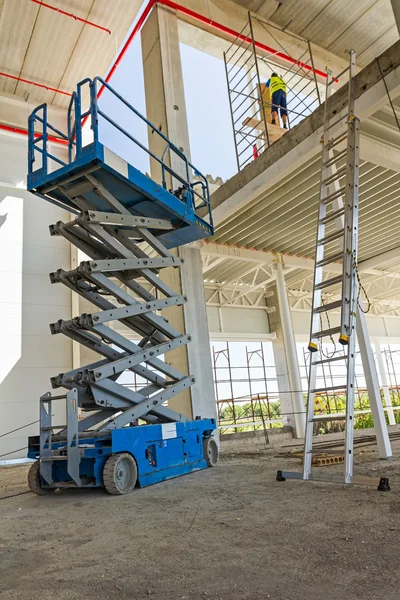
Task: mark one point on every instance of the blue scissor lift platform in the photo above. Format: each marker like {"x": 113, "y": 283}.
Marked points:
{"x": 127, "y": 224}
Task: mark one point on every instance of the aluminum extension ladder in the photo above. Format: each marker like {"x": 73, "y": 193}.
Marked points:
{"x": 336, "y": 243}
{"x": 122, "y": 279}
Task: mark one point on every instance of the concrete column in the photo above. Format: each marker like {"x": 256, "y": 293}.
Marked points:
{"x": 282, "y": 376}
{"x": 165, "y": 106}
{"x": 165, "y": 96}
{"x": 290, "y": 352}
{"x": 385, "y": 387}
{"x": 374, "y": 393}
{"x": 396, "y": 12}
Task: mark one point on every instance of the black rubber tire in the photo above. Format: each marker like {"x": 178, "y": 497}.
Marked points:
{"x": 211, "y": 452}
{"x": 114, "y": 479}
{"x": 34, "y": 481}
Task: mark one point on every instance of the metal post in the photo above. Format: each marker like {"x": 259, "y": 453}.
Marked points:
{"x": 230, "y": 108}
{"x": 258, "y": 78}
{"x": 290, "y": 352}
{"x": 385, "y": 387}
{"x": 315, "y": 76}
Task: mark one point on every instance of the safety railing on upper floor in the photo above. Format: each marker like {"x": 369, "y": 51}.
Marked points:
{"x": 192, "y": 185}
{"x": 248, "y": 65}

- The problem -
Lay out every line of the rows above as a Markdown table with the columns No. and Line, numbering each line and skipping blank lines. Leave the pictures out of the answer.

- The output -
| No. | Line |
|---|---|
| 1 | Task: mark one point on every instance of the blue scissor lift platform in the photo above. Format: each marker like {"x": 113, "y": 283}. |
| 2 | Marked points: |
| 3 | {"x": 127, "y": 224} |
| 4 | Task: mark one point on every instance of the aluminum extension ladder in the photo above. Format: each marker like {"x": 73, "y": 193}. |
| 5 | Marked points: |
| 6 | {"x": 336, "y": 243} |
| 7 | {"x": 122, "y": 279} |
| 8 | Task: mark one point on every instance of the concrete column in the photo above. Format: each marker like {"x": 256, "y": 293}. |
| 9 | Marked points: |
| 10 | {"x": 282, "y": 376} |
| 11 | {"x": 165, "y": 106} |
| 12 | {"x": 165, "y": 96} |
| 13 | {"x": 290, "y": 352} |
| 14 | {"x": 385, "y": 387} |
| 15 | {"x": 374, "y": 393} |
| 16 | {"x": 396, "y": 12} |
| 17 | Task: mark one point on every instance of the black rubber tire in the photo above. Format: each marker like {"x": 178, "y": 497}. |
| 18 | Marked points: |
| 19 | {"x": 211, "y": 452} |
| 20 | {"x": 114, "y": 479} |
| 21 | {"x": 34, "y": 481} |
| 22 | Task: mark one point on every instance of the metal post in the photo above. Format: each marker like {"x": 259, "y": 453}. |
| 23 | Marked points: |
| 24 | {"x": 230, "y": 108} |
| 25 | {"x": 258, "y": 78} |
| 26 | {"x": 290, "y": 352} |
| 27 | {"x": 385, "y": 387} |
| 28 | {"x": 315, "y": 76} |
| 29 | Task: mark one point on every instance of the safety railing on upper floor in the photo above. Format: each marker like {"x": 369, "y": 51}. |
| 30 | Marked points: |
| 31 | {"x": 192, "y": 185} |
| 32 | {"x": 248, "y": 65} |